#### What to produce
Format the lines below as a numbered list, leaving out any blank lines, starting with the line that contains "For every instance of the light fixture shade, the" and running down through the line that contains "x=180, y=421". Include both of those lines and no others.

START Materials provided

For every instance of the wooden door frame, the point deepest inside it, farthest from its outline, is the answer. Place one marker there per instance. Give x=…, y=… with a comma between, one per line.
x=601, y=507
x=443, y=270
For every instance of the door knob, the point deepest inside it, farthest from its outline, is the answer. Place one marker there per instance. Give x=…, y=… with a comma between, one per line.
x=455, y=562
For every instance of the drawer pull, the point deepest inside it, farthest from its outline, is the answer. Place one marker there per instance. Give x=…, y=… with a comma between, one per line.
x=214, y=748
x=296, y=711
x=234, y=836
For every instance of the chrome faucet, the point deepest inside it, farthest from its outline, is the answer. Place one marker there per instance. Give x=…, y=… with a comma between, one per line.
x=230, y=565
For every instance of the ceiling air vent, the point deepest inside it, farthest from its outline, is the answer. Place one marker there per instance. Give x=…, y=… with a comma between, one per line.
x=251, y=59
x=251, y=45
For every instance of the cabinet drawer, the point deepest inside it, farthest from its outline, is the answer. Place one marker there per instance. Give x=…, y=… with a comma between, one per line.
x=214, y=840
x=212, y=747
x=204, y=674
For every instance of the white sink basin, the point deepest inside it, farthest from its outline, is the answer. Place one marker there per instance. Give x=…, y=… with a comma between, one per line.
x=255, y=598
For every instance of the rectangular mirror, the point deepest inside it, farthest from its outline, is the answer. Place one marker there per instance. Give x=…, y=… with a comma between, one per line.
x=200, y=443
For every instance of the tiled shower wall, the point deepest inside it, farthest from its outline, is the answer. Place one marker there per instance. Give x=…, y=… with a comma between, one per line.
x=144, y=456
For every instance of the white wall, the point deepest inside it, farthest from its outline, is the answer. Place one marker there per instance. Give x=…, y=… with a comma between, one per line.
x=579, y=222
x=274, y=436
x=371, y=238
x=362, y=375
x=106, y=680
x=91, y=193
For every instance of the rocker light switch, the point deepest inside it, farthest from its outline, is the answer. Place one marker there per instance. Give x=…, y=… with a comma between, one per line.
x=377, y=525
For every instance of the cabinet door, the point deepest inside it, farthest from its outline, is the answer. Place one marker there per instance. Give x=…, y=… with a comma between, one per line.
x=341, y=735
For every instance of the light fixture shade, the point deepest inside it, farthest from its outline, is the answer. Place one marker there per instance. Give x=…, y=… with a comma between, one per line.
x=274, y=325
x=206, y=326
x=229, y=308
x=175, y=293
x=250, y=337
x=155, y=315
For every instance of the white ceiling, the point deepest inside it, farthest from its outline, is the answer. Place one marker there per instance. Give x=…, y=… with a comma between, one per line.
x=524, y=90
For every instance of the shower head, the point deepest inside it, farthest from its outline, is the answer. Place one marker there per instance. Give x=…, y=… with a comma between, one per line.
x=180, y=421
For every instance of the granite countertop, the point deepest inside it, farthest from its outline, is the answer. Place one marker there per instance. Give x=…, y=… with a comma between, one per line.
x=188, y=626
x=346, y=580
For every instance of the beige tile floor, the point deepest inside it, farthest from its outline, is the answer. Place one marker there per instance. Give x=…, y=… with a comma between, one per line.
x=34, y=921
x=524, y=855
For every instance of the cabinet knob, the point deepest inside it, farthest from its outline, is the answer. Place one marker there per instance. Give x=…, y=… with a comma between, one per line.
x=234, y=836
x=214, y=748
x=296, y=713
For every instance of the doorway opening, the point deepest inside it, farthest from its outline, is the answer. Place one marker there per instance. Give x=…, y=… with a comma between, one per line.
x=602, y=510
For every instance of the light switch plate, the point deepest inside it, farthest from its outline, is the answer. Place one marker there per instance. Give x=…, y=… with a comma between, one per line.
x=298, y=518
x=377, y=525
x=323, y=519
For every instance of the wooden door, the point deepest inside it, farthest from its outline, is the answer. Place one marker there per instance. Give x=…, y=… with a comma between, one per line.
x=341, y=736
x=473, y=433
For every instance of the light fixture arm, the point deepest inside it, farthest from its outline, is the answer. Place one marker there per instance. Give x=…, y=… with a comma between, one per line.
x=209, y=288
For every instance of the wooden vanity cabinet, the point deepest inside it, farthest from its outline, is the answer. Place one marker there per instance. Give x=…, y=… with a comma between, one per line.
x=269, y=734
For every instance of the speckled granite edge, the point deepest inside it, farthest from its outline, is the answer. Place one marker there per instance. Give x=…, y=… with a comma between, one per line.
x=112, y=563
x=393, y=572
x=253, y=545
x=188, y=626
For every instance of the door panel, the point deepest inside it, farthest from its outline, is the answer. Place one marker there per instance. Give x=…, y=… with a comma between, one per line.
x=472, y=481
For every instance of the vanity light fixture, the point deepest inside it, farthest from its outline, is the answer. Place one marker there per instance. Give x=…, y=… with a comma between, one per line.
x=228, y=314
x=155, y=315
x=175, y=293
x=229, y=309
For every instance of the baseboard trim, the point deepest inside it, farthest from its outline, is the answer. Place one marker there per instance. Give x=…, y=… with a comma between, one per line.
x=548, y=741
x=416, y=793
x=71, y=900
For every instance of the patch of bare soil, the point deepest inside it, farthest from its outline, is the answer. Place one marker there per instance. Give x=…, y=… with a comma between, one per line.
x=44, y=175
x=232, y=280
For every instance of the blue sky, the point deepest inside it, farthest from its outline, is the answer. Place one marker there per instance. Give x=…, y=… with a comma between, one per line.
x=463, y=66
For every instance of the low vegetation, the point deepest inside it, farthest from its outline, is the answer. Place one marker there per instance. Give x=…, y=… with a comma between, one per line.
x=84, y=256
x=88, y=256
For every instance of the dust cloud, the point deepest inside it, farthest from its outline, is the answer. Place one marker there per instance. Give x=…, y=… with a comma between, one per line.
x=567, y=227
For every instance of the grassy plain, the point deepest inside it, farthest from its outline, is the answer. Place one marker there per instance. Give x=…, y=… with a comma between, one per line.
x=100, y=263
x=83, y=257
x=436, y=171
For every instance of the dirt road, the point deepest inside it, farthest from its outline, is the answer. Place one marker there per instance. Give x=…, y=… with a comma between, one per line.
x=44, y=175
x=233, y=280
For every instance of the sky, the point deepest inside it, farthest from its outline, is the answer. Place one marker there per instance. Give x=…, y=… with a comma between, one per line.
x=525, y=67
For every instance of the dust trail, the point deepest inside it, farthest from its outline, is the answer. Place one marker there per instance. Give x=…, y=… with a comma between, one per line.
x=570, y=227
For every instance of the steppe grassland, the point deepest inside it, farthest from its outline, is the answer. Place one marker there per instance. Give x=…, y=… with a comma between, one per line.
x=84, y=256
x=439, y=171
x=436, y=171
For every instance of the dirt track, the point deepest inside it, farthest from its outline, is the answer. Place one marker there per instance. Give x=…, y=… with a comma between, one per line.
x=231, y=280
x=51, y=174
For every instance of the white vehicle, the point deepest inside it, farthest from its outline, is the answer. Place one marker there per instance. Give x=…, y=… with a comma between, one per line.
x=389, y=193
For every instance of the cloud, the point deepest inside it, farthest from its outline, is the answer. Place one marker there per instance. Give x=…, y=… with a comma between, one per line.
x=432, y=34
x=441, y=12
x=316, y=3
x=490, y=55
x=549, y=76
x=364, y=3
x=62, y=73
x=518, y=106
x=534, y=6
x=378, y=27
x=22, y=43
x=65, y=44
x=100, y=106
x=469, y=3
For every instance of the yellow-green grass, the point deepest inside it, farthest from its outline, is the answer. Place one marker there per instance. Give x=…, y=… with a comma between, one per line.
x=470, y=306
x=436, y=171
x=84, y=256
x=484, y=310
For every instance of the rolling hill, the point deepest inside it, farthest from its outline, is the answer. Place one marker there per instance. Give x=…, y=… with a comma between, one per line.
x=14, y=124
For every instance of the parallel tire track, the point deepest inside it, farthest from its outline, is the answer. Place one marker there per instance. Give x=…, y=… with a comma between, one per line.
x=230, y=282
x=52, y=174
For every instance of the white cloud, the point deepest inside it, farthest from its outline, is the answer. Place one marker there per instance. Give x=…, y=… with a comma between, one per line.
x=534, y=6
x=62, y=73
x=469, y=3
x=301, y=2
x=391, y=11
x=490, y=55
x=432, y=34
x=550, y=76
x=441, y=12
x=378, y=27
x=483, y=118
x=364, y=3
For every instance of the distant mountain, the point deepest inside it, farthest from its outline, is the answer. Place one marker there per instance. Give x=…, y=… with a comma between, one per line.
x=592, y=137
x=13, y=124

END Materials provided

#### Answer for this exercise
1. For every instance of the light fixture shade, the point deepest inside it, farthest from its outline, is the answer. Place one marker there per instance. Give x=…, y=… with a comma between, one per line.
2. x=274, y=325
3. x=206, y=326
4. x=229, y=308
5. x=175, y=293
6. x=250, y=337
7. x=155, y=315
8. For every instance of the white ceiling, the point deepest inside it, farthest from its outline, is the answer. Place one marker there per instance. Give x=…, y=… with a comma between, one per line.
9. x=524, y=90
10. For every instance of the shower head, the point deepest inside it, farthest from its outline, is the answer. Place one marker there per instance. Give x=…, y=… with a comma between, one per line.
11. x=180, y=421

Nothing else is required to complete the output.